Position annotation records

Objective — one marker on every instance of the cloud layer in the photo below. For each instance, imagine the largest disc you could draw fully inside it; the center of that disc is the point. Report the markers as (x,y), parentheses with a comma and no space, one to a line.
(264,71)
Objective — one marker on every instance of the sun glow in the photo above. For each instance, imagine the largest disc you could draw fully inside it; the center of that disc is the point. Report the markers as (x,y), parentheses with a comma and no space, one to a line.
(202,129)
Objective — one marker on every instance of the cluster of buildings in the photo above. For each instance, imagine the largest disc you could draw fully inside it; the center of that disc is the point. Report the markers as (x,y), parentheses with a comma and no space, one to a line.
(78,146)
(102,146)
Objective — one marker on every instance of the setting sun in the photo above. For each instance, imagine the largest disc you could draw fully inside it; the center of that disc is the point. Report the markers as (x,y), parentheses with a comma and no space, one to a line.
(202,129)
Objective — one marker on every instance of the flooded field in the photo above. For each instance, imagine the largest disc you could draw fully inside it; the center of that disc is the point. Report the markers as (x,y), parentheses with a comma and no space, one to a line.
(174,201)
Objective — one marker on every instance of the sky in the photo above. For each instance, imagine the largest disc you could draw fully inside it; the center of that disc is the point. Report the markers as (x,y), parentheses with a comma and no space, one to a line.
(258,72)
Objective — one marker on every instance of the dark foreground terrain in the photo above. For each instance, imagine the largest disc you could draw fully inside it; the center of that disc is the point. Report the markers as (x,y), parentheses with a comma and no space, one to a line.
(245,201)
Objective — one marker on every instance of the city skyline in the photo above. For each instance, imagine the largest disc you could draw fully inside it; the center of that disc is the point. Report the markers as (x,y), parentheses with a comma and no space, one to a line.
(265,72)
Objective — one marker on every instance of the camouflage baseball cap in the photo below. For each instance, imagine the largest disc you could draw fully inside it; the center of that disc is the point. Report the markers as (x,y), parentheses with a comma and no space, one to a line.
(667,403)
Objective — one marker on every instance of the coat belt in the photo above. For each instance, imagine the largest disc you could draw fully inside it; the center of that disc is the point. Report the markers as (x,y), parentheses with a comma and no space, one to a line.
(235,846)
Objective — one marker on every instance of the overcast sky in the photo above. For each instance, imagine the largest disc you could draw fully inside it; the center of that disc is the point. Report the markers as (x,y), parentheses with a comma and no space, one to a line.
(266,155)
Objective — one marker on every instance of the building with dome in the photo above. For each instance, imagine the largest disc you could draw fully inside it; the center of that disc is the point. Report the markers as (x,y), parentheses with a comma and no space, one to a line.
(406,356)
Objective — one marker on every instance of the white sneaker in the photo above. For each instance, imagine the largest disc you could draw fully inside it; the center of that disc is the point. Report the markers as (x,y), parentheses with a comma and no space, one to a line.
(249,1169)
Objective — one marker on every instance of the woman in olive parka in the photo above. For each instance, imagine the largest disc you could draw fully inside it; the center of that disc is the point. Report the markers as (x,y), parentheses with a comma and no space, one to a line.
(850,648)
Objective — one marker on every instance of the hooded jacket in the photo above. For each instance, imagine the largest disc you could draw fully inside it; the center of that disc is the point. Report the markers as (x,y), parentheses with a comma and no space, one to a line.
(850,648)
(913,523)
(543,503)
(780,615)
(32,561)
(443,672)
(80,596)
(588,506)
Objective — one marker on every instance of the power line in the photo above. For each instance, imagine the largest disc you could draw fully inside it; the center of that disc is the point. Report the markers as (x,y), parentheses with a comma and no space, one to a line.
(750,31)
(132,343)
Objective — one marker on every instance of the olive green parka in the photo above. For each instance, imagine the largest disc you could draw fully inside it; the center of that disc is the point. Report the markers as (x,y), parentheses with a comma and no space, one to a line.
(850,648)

Task to complete:
Could you write out everything from the line containing "Objective — one marker on every instance of the olive" down to the end of the listing, requests included, with each coordinate in the answers multiplied by 2.55 and rounded to a whole number, halves rounding up?

Result for this exercise:
Objective — one marker on every instance of the olive green parka in the photo above. For each instance, imagine the largest disc you could draw fully inside it; the center of that disc is the point. Report the markers as (x,y), parentheses with a comma and no space, one to a line.
(2168,1652)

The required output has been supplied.